_GIVEN PROBLEM:_ Rewrite everything in the records from the line containing "Reviewer note: every instance of the plastic" down to the final line, keeping every request as it is but scaling each pin coordinate in the answers by 0.65 and rounding to whole numbers, with halves rounded up. Leave the format samples inside the requests unchanged, and give back only these lines.

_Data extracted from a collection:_
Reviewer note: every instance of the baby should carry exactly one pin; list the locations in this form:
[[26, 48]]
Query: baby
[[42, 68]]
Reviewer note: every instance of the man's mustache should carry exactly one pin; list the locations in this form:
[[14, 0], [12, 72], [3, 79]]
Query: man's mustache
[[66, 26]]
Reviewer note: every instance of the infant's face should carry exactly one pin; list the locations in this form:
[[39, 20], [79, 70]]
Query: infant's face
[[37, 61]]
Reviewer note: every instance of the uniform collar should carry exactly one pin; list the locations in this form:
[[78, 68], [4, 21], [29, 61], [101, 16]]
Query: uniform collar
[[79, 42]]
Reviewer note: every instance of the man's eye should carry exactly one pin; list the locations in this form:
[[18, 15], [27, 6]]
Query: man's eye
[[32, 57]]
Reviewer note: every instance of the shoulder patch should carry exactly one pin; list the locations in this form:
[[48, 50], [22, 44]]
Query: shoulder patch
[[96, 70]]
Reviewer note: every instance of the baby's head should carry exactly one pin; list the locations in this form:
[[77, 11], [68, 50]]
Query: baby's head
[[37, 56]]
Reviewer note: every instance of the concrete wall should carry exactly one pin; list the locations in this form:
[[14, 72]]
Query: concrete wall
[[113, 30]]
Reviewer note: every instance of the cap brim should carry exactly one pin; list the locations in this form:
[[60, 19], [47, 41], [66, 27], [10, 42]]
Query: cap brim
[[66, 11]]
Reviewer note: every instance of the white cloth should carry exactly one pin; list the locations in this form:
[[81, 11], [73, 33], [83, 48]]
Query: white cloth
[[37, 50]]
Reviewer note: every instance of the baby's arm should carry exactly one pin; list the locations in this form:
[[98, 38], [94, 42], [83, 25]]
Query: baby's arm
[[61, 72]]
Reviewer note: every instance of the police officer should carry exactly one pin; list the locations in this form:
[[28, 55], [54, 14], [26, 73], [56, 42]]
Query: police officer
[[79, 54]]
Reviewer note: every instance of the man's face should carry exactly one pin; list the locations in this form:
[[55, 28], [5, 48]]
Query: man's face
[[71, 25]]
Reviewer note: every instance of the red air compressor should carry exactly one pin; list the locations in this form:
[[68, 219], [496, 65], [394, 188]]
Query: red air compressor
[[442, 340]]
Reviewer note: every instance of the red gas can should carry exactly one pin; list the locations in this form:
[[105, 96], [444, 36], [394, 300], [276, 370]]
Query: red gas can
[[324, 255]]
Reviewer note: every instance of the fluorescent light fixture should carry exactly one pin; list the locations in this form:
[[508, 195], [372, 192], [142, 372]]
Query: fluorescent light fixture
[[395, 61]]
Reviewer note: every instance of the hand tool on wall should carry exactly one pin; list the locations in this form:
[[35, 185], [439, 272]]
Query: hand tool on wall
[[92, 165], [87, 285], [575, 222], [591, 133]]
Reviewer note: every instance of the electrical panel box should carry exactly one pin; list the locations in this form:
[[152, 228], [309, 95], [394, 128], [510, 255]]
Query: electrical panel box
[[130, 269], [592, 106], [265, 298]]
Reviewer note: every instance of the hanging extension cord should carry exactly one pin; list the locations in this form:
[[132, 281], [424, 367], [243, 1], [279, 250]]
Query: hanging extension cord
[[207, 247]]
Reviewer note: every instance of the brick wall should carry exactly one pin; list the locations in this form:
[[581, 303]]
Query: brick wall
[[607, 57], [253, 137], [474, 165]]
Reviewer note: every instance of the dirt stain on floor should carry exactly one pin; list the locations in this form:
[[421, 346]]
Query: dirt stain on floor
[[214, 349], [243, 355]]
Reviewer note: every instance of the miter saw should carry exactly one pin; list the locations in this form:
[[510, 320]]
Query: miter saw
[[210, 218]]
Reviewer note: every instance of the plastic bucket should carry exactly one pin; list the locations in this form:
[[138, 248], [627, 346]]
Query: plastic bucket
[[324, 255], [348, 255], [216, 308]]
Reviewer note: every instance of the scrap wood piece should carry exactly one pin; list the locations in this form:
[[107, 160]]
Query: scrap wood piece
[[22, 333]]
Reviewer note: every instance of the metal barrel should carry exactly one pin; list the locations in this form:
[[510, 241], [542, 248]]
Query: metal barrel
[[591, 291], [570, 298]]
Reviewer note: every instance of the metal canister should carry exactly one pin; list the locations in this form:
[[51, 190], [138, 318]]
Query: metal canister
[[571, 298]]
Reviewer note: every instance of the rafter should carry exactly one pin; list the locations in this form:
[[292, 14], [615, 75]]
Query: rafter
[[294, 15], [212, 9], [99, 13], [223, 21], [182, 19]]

_SOLUTION FOR THIS TASK:_
Reviewer note: every instance of the plastic bucket should carry exactly one pin; list the locations in this form:
[[138, 248], [627, 346]]
Query: plastic bucket
[[211, 166], [226, 166], [140, 200]]
Reviewer note: every instance of the scrap wood piece should carry exactly one pin; list the locations in this form:
[[107, 160]]
Query: scrap wood piece
[[14, 216]]
Reviewer note: every instance of the metal barrel should carry exactly one pin; list the locations in this form:
[[510, 241], [542, 248]]
Query: metal barrel
[[384, 189], [371, 194]]
Reviewer note: every instance of the metal canister should carry exactly one pin; list the locations in this form:
[[51, 190], [138, 318]]
Query: metal canister
[[371, 194]]
Reviewer note: every instance of the rafter should carry exactly one pin; list the locations in this form:
[[292, 14], [615, 75]]
Query: rafter
[[191, 10], [138, 6], [64, 8], [145, 14], [118, 12]]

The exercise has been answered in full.